╭──
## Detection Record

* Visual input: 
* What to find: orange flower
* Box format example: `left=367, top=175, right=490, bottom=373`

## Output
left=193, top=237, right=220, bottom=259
╰──
╭──
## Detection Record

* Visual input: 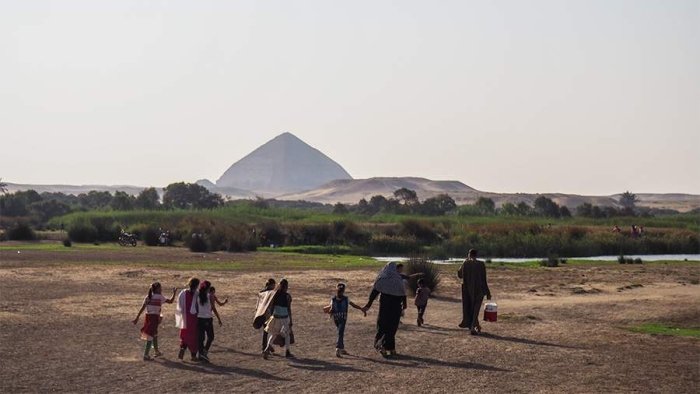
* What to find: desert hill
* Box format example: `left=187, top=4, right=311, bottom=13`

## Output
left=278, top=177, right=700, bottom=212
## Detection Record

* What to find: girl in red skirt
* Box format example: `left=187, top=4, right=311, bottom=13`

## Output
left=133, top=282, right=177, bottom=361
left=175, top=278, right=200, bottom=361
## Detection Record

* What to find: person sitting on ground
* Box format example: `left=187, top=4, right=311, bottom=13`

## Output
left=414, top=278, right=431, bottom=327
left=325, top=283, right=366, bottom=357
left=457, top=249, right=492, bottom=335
╰──
╭──
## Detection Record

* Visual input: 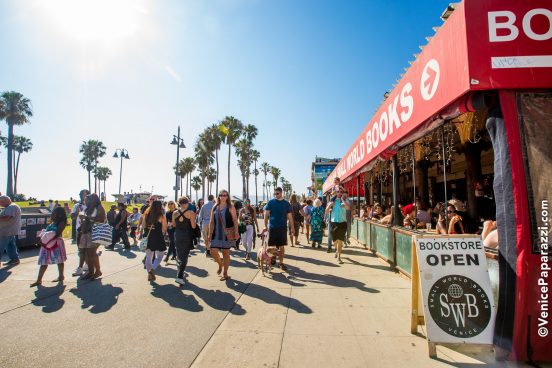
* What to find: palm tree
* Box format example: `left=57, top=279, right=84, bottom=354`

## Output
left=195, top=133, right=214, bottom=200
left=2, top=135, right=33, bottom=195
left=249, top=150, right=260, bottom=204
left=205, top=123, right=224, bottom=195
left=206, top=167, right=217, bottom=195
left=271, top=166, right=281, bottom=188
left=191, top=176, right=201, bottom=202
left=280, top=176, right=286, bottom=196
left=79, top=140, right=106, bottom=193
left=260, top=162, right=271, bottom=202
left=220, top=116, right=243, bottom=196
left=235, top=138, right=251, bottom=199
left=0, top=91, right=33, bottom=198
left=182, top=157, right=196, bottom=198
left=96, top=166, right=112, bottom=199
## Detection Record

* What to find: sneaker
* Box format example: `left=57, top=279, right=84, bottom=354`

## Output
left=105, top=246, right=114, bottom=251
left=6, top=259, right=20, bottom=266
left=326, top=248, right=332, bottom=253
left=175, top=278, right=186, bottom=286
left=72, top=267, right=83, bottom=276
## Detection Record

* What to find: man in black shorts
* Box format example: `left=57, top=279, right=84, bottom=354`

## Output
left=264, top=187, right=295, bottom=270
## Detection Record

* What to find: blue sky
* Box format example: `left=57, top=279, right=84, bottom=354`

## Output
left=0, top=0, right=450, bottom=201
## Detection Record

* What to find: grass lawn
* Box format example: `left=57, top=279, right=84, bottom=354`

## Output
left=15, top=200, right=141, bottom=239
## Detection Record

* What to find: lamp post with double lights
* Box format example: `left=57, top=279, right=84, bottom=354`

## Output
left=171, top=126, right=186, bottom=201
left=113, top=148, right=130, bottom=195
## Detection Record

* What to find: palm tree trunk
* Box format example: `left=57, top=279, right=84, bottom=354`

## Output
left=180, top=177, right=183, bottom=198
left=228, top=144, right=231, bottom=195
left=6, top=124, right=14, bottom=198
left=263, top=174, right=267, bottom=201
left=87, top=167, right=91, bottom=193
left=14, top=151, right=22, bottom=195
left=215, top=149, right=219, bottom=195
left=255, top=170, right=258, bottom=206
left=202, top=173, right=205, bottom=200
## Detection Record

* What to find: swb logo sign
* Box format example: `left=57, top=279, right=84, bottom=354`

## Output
╰──
About this exercise: Go through the material line by line. Show each line that contains the string "palm".

Written response:
* What to find: palm tree
* What to find: palm tree trunk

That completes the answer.